- _Point localization data_
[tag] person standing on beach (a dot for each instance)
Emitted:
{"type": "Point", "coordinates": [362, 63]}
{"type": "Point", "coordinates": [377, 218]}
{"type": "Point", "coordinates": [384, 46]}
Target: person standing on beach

- _Exercise objective_
Your answer must be the records themselves, output again exactly.

- _Exercise output_
[tag] person standing on beach (a dot for each instance)
Emitted:
{"type": "Point", "coordinates": [362, 63]}
{"type": "Point", "coordinates": [377, 218]}
{"type": "Point", "coordinates": [384, 46]}
Target: person standing on beach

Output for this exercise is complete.